→ CONSIGNE A: Dans le passage sur le programme de travail de la Commission européenne, à quelle date a été présentée la communication dressant un premier bilan du plan d'investissement pour l'Europe ?
→ CONSIGNE B: Poursuivez le passage sur le programme de travail de la Commission européenne à la suite de sa dernière phrase.

→ PASSAGE EXTRAIT:
------------------------------------

Il en va ainsi de la législation sur les marchés de l'électricité, des propositions en matière de mobilité ou des règles communes applicables aux gazoducs. S'agissant de celles-ci, il convient de rappeler les observations formulées par le Sénat à l'initiative de votre commission des affaires européennes en 2018 6 ( * ) . Selon elle, le dispositif ne respectait pas le principe de subsidiarité. Les mesures proposées par la Commission européenne interviennent, en effet, dans un domaine régi jusqu'à présent par des accords internationaux qui peuvent être intergouvernementaux ou commerciaux, à l'image du gazoduc Nord Stream 2 , et ne sont pas de nature à renforcer la sécurité d'approvisionnement énergétique de l'Union. Elles aboutissent donc à interférer dans les compétences des États membres au titre de la négociation des accords internationaux et d'accords commerciaux portant sur la réalisation d'infrastructures. Elles conduisent ainsi à étendre le domaine d'application du droit de l'Union en dehors de ses frontières, sans que cette extension ne trouve une base juridique dans les traités européens. Or, si l'application de ces dispositions empêchait la réalisation d'un gazoduc, il en résulterait une atteinte à la souveraineté de l'État membre concerné pour déterminer les conditions générales de son approvisionnement énergétique. De surcroît, les gazoducs sous-marins sont actuellement régis par la Convention des Nations unies sur le droit de la mer du 10 décembre 1982, qui n'autorise pas les parties à contrôler l'utilisation commerciale de ces infrastructures.

Une évaluation de la législation existante sera également mise en oeuvre. Elle concernera :

- la directive « inondations » et celle relative au traitement des eaux urbaines résiduaires ;

- les directives concernant la qualité de l'air ambiant ;

- le règlement concernant le transfert des déchets.

3. L'approfondissement du marché intérieur

La question du marché intérieur n'est abordée dans le programme de travail qu'au travers de trois communications.

a) La question de l'investissement

La première, présentée le 22 novembre 2018, consiste en un premier bilan du plan d'investissement pour l'Europe. Le document cible deux objectifs :

- supprimer les obstacles réglementaires en mettant en oeuvre des stratégies adaptées en faveur du marché unique, du marché unique numérique, de l'union des marchés des capitaux et de l'union de l'énergie. La priorité allant à la mise en place des derniers éléments constitutifs de l'union des marchés des capitaux ;

- soutenir les États membres afin qu'ils poursuivent la mise en oeuvre de réformes structurelles favorables aux entreprises, en particulier en ce qui concerne l'efficacité des systèmes judiciaires.

De manière générale, vos rapporteurs dressent un bilan positif du plan d'investissement pour l'Europe. Comme l'a relevé récemment votre commission des affaires européennes dans une proposition de résolution européenne, les résultats obtenus par le fonds européen pour les investissements stratégiques (FEIS) en termes de mobilisation de financements publics et privés et de création d'emplois dans les secteurs des infrastructures, de l'innovation et des PME, depuis sa mise en place en 2015, sont patents 7 ( * ) . Le FEIS a contribué à remédier au déficit global persistant de l'investissement public et privé au sein de l'Union européenne. La mise en oeuvre de son successeur, le plan InvestEU à compter de 2021, doit désormais être appuyée, d'autant que son champ d'intervention est élargi à de nouveaux secteurs. Reste à préciser le règlement qui en détermine les contours en précisant notamment le rôle de la Banque européenne d'investissement (BEI) dans la gouvernance du programme, en ouvrant plus facilement sa mise en oeuvre à des banques et institutions nationales de développement et en réduisant le délai de démarrage des projets.

------------------------------------

→ DONNÉES À EXAMINER:
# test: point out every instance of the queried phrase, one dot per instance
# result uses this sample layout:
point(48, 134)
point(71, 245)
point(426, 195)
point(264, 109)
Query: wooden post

------------------------------------

→ RÉSULTAT A: Le 22 novembre 2018.

→ RÉSULTAT B:
b) L'harmonisation des normes

Une deuxième communication, publiée en novembre 2018, vise l'amélioration du marché intérieur via un renforcement de l'harmonisation des normes 8 ( * ) . Présenté sous la forme d'un plan d'action, le document fixe comme objectif une amélioration de l'efficacité, de la transparence et de la sécurité juridique dans l'élaboration de normes harmonisées. La Commission européenne souhaite que le système européen de normalisation soit à la hauteur des défis que posent l'évolution rapide des technologies, les nouvelles tendances économiques et les modèles de croissance émergents, tout en encourageant des synergies avec les normes internationales et mondiales. Il s'agit, notamment, d'accompagner l'apparition des objets connectés, des mégadonnées, des techniques de fabrication avancées, de la robotique, de l'impression 3D, des blockchains et de l'intelligence artificielle. Les normes harmonisées doivent, dans le même temps, garantir un niveau élevé de protection en matière de sécurité, de santé, de protection des consommateurs et de l'environnement.

La communication présente quatre actions-clés en vue de concilier ces objectifs :

- réduire aussi rapidement que possible l'arriéré de normes harmonisées dont la référence n'a pas encore été publiée au Journal officiel de l'Union européenne ;

- rationaliser les processus décisionnels internes, notamment les décisions de publier les références aux normes harmonisées au Journal officiel de l'Union européenne ;

- élaborer un document d'orientation sur les aspects pratiques de la mise en oeuvre du règlement sur la normalisation ;

- renforcer le système de consultants de manière continue afin de faciliter une évaluation rapide et rigoureuse des normes harmonisées et une publication dans de brefs délais au Journal officiel.

Vos rapporteurs estiment que ce travail de normalisation et d'harmonisation est indispensable si on entend assigner à l'Europe une véritable ambition industrielle, en particulier dans le domaine du numérique. Seules des normes harmonisées à l'échelle de l'Union européenne permettront de rivaliser avec les États-Unis et les pays émergents comme la Chine ou l'Inde. Tous les moyens doivent être mis en oeuvre afin de progresser rapidement vers cet objectif, tant la concurrence est extrême et le risque de se voir imposer des normes de pays tiers est grand.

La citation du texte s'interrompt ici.